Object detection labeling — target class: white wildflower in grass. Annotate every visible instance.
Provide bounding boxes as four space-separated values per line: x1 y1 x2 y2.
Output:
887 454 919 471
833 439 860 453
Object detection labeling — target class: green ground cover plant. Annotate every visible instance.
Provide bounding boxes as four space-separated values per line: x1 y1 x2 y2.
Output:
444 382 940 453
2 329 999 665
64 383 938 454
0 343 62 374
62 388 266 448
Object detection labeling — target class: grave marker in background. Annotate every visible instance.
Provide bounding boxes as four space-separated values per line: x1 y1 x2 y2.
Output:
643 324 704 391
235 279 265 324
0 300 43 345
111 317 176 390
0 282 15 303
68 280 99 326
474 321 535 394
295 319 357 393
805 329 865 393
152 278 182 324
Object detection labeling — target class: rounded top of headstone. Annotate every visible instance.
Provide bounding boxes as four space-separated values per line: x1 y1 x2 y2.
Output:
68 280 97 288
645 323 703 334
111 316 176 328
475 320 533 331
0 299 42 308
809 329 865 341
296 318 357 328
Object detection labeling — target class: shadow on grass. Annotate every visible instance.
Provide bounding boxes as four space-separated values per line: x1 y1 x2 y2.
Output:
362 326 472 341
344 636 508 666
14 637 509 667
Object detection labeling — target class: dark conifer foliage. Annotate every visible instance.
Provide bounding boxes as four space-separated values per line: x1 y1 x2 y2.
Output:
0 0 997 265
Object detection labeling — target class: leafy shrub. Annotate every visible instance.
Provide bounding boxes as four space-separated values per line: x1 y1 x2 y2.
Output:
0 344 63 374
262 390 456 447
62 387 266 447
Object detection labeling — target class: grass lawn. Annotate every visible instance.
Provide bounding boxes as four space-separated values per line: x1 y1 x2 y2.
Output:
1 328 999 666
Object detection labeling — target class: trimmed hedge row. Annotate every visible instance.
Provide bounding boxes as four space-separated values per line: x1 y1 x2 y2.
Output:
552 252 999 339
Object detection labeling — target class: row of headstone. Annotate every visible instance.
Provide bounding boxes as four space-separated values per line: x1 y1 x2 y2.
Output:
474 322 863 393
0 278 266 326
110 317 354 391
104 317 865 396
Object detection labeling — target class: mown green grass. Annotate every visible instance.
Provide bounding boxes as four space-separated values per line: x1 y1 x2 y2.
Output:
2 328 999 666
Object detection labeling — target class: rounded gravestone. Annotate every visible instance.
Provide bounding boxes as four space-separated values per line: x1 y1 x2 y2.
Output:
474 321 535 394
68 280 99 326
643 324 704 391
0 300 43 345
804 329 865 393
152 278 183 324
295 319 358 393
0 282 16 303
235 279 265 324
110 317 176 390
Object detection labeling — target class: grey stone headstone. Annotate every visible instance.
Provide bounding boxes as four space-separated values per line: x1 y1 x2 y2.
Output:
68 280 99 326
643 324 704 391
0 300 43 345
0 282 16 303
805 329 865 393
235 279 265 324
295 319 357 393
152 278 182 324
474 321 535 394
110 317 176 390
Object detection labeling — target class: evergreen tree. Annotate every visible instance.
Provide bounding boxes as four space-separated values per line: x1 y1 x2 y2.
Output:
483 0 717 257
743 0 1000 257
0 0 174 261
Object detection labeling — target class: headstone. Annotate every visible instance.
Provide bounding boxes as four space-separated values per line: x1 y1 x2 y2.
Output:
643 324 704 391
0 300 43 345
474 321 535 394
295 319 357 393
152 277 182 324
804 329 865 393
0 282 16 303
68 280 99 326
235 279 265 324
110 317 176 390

==========

• _WORK ITEM_:
Transcribe, exactly as written, all lines of the entries above from the first to the one containing "Object detection labeling — target class: dark", and no more.

• _PROBLEM SOLUTION_:
Object detection labeling — target class: white wildflower in grass. Annotate every visible instance.
Provide bounding boxes as four space-separated values per line: x1 y1 x2 y2.
Output:
887 454 919 471
833 439 860 453
Object detection labeling — target class: green ground cover plant. Annotate every visible instance.
Provide bounding boxes as four space-separated values per line: x1 y1 x2 y2.
Output:
444 382 940 453
2 329 999 665
64 383 938 454
0 343 62 374
62 388 266 448
Object detection labeling — target class: grave marker in background. Annotate every visible instance.
Provide bounding boxes as four space-separated values per line: x1 y1 x2 y2.
Output:
643 324 704 391
235 279 265 324
0 300 43 345
111 317 176 390
0 282 15 303
68 280 99 326
474 321 535 394
295 319 357 393
805 329 865 393
152 278 182 324
Object detection labeling — target class: rounded top of headstone. Annotate every visible instance.
Provide bounding boxes as four space-separated values per line: x1 y1 x2 y2.
Output:
68 280 97 288
645 323 703 334
111 316 176 328
475 320 533 331
0 299 42 308
809 329 865 341
296 318 357 328
Object detection labeling — target class: shadow on grass. Annotate every visible instance.
Provide bounding boxes as four space-separated values per line: x1 y1 x2 y2.
Output:
362 326 472 341
344 636 508 666
14 637 509 667
Object detection labeling — target class: dark conifer foliage. Annotate every visible instance.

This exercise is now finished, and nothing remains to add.